[SHORT EXERCISE] Reproduce all of the listing below without alteration.

[SUPPLIED RECORDS]
***

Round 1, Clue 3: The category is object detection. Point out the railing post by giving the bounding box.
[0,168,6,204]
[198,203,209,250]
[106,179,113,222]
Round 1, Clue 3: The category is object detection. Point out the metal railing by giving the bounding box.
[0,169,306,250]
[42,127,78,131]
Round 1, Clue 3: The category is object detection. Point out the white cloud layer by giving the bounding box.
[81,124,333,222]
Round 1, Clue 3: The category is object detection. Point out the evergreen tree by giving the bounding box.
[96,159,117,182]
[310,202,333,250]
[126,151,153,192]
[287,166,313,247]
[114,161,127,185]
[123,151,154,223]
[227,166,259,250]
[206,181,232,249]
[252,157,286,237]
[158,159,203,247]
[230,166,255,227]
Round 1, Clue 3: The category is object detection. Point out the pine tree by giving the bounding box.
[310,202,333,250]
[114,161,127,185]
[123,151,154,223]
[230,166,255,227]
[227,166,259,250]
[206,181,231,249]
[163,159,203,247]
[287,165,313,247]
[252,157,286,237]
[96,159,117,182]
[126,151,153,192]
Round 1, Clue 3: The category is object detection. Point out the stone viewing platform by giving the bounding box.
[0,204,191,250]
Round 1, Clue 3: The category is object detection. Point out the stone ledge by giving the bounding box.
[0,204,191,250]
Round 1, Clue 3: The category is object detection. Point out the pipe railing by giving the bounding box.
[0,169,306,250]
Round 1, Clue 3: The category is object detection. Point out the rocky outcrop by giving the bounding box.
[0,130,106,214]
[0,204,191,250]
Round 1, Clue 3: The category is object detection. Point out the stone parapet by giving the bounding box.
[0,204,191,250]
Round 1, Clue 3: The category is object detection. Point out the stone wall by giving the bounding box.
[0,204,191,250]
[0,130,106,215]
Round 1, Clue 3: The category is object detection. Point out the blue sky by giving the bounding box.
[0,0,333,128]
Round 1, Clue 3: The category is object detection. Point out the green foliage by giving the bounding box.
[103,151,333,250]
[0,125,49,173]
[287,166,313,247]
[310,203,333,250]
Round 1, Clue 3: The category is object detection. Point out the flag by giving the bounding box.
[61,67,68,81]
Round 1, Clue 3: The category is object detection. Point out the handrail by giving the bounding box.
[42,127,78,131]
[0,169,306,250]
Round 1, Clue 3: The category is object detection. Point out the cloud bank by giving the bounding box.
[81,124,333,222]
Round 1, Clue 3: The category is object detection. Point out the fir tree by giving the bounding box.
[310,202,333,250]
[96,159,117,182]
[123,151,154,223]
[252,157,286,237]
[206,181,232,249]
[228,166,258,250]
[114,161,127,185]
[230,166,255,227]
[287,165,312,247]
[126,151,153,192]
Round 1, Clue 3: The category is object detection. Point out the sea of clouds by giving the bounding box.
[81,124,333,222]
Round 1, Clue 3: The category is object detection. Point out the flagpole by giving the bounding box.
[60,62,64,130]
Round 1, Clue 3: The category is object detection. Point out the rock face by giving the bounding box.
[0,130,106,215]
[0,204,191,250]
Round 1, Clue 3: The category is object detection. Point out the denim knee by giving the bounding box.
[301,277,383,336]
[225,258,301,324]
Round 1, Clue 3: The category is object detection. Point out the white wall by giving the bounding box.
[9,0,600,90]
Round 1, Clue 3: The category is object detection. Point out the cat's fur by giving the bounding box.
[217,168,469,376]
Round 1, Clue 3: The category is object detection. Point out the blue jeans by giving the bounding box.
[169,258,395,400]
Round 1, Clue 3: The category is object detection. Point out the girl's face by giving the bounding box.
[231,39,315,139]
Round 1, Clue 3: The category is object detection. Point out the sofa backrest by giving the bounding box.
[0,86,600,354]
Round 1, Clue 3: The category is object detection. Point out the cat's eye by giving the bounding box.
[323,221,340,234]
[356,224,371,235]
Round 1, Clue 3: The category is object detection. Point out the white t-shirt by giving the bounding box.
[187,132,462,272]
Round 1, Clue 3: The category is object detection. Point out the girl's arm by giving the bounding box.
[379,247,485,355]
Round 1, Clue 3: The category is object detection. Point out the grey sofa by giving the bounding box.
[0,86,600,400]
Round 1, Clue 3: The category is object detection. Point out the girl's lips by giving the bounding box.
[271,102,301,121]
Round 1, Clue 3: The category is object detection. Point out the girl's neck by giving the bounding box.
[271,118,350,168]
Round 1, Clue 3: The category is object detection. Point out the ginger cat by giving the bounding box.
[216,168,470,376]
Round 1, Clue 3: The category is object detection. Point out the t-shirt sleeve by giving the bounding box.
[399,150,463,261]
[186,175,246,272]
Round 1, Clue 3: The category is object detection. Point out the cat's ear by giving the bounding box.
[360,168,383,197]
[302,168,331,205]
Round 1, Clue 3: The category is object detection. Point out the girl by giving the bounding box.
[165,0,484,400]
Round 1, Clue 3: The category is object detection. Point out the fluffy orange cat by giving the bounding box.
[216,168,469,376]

***

[ANSWER FOR THE TASK]
Round 1, Clue 3: The category is object detection. Point out the railing post by giving the bounding box.
[0,168,6,204]
[198,203,209,250]
[106,179,113,222]
Round 1, Clue 3: The category is object detection. Point out the metal railing by giving the bounding box.
[0,169,306,250]
[42,127,78,131]
Round 1, Clue 3: The category is object detection. Point out the white cloud layer by giving the bounding box.
[81,124,333,222]
Round 1, Clue 3: The category is object detection. Point out the evergreen tree by giving the bounding box.
[96,159,117,182]
[310,202,333,250]
[126,151,153,192]
[287,166,313,247]
[114,161,127,185]
[123,151,154,223]
[227,166,259,250]
[206,181,232,249]
[252,157,286,237]
[158,159,203,247]
[230,166,255,227]
Round 1, Clue 3: The category is object detection. Point out the pine tree by giving the bounding box.
[310,202,333,250]
[114,161,127,185]
[123,151,154,223]
[230,166,255,227]
[227,166,259,250]
[206,181,231,249]
[163,159,203,247]
[287,165,313,247]
[252,157,286,237]
[96,159,117,182]
[126,151,153,192]
Round 1, Clue 3: The category is object detection. Point out the stone viewing platform by giving the bounding box.
[0,204,191,250]
Round 1, Clue 3: The category is object detection. Point out the stone ledge by giving the bounding box.
[0,204,191,250]
Round 1, Clue 3: The category is object detection. Point out the pipe railing by giving the bounding box.
[0,169,306,250]
Round 1, Clue 3: The category is object detection. Point out the rocky outcrop by giving the bounding box.
[0,130,106,214]
[0,204,191,250]
Round 1, Clue 3: The category is object detection. Point out the stone parapet by giving the bounding box.
[0,204,191,250]
Round 1, Clue 3: The category is object detection. Point out the stone wall by giving the bounding box.
[0,204,191,250]
[0,130,106,215]
Round 1, Clue 3: The category is object detection. Point out the blue sky by giving the bounding box.
[0,0,333,128]
Round 1, Clue 3: The category is object detection. Point out the green foliage by giving the bounding box.
[103,151,333,250]
[0,125,49,173]
[287,166,313,247]
[310,203,333,250]
Round 1, Clue 3: The category is object detection. Point out the flag by giving the bounding box.
[61,67,68,81]
Round 1, Clue 3: The category is object detection. Point out the handrail by giving the bounding box.
[42,127,78,131]
[0,169,306,250]
Round 1, Clue 3: The category is object detection. Point out the cloud bank by giving the bounding box.
[81,124,333,222]
Round 1, Clue 3: The category is object detection. Point out the fir tree by giving the bounding box.
[310,202,333,250]
[96,159,117,182]
[123,151,154,223]
[252,157,286,237]
[206,181,232,249]
[228,166,258,250]
[114,161,127,185]
[230,166,255,227]
[287,165,312,247]
[126,151,153,192]
Round 1, Clue 3: The category is object detection. Point out the sea of clouds by giving the bounding box.
[81,124,333,222]
Round 1, Clue 3: The category is object detection. Point out the flagpole by giving the bounding box.
[60,62,64,130]
Round 1, Clue 3: The category is object detection. Point out the rock face by giving the bounding box.
[0,130,106,215]
[0,204,191,250]
Round 1, Clue 3: The category is object detection. Point out the denim knee by giving the bounding box.
[301,277,383,336]
[225,258,301,324]
Round 1, Clue 3: The category is object detection. Point out the white wall by giving the bounding box.
[9,0,600,90]
Round 1, Clue 3: The category is object detection. Point out the cat's fur by giving the bounding box.
[217,168,469,376]
Round 1, Clue 3: The category is object detection. Point out the blue jeans by giving the bounding box.
[169,258,395,400]
Round 1, Clue 3: The category is object detection. Point out the girl's face by giving the bounding box.
[231,39,315,139]
Round 1, Clue 3: The category is object detection. Point out the sofa backrest by giving the bounding box.
[0,86,600,354]
Round 1, Clue 3: The category is object detection. Point out the cat's eye by giving the bounding box.
[323,221,340,234]
[356,224,371,235]
Round 1, Clue 3: The category is object detection. Point out the white t-shirt by giving the bounding box.
[187,132,462,272]
Round 1, Clue 3: The category is object detection. Point out the girl's arm by giving the bounding box.
[379,247,485,355]
Round 1, Clue 3: The category is object detection. Point out the grey sofa by giving the bounding box.
[0,86,600,400]
Round 1, Clue 3: The category is object detection. Point out the girl's lips by giving the bounding box.
[271,102,301,121]
Round 1, Clue 3: The category is object detection. Point out the girl's neck by giving the bounding box.
[271,118,350,168]
Round 1, Clue 3: The category is object detection. Point out the ginger cat by giving the bounding box.
[216,168,470,376]
Round 1, Clue 3: The category is object detection. Point out the t-shirt sleeve by giving the bounding box.
[399,150,463,261]
[186,175,246,272]
Round 1, Clue 3: The category is object detection. Point out the cat's ear by giving the bounding box.
[360,168,383,197]
[302,168,331,205]
Round 1, Clue 3: The category is object detection. Point out the girl by giving the bounding box.
[165,0,484,400]
Round 1, Clue 3: The category is object detection. Point out the fluffy orange cat by giving the bounding box.
[216,168,469,376]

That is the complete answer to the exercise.